Entscheidungsstichwort (Thema)

Bewilligung von PKH bei Geltendmachung von Ansprüchen aus einem Verkehrsunfall. Haftungsverteilung bei beiderseitiger Vermeidbarkeit eines Verkehrsunfalls. Schmerzensgeld für die Verursachung eines Verkehrsunfalls bei einem Mitverschulden des Geschädigten in Höhe von 50 %

 

Leitsatz (redaktionell)

1. Im Rahmen der Prüfung der Erfolgsaussichten einer Klage ist nicht nur auf die Schlüssigkeit, sondern auch auf die Beweisbarkeit des Vorbringens abzustellen, weshalb ein in einem Strafverfahren eingeholtes Gutachten und die Aussagen der dort vernommenen Zeugen zu würdigen sind.

2. War ein Verkehrsunfall für beide Parteien vermeidbar, sind die jeweiligen Verursachungsbeiträge der Beteiligten gegeneinander abzuwägen. Hat danach ein Unfallbeteiligter einen Überholvorgang trotz Vorliegens einer unklaren Verkehrssituation ausgeführt und hat der andere Beteiligte beim Abbiegen gegen die ihm nach § 9 StVO obliegenden Pflichten verstoßen, indem er seiner Rückschaupflicht nicht nachgekommen ist, haften beide für die Unfallfolgen je zur Hälfte.

(Übungsaufgaben):
A – Wie lautet dieser Satz aus dem Dokument zum Verkehrsunfall auf Englisch: „War ein Verkehrsunfall für beide Parteien vermeidbar, sind die jeweiligen Verursachungsbeiträge der Beteiligten gegeneinander abzuwägen.“
B – Schreib aus dem Dokument zum Verkehrsunfall alles von „Bewilligung von PKH“ bis hinunter zu „Leitsatz (redaktionell)“ wortgetreu ab.
C – Wie geht das Dokument zum Verkehrsunfall nach seinem letzten Satz weiter? Setze es fort.
Die Daten sind eigenständiges Material und gehören nicht zum Dokument zum Verkehrsunfall.

(Angezeigte Daten):
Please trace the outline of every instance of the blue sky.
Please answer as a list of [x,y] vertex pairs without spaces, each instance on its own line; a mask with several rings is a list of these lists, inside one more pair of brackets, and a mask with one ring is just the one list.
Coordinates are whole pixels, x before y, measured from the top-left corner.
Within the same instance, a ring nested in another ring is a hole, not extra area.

(Ergebnisse je Aufgabe):
A – If a traffic accident was avoidable for both parties, the respective causal contributions of those involved are to be weighed against each other.

B –
Bewilligung von PKH bei Geltendmachung von Ansprüchen aus einem Verkehrsunfall. Haftungsverteilung bei beiderseitiger Vermeidbarkeit eines Verkehrsunfalls. Schmerzensgeld für die Verursachung eines Verkehrsunfalls bei einem Mitverschulden des Geschädigten in Höhe von 50 %

 

Leitsatz (redaktionell)

C –
3. 9437,21 EUR - mittelbar im Wege der Gewährung von Prozesskostenhilfe - unter Berücksichtigung eines Haftungsanteils von 50 % für einen Mann, der bei einem Verkehrsunfall eine offene Unterschenkelfraktur dritten Grades mit drittgradigem Weichteilschaden und Kompartmentsyndrom, eine Verletzung der Arteria tibialis anterior sowie ein ausgeprägtes Decollement (Abscherung der Haut von ihrer Unterlage) mit einer MdE von 100 % für 97 Tage, von 50 % für 122 Tage und seither 10 % erlitt.

50 Tage stationäre Behandlung mit operativer Versorgung; danach nahezu 200 physiotherapeutische Heilbehandlungen.

Er musste wegen unfallbedingter Ausfallzeiten in der Schule die 12. Jahrgangsstufe wiederholen.

 

Verfahrensgang

LG Potsdam (Entscheidung vom 14.05.2009; Aktenzeichen 8 O 102/09)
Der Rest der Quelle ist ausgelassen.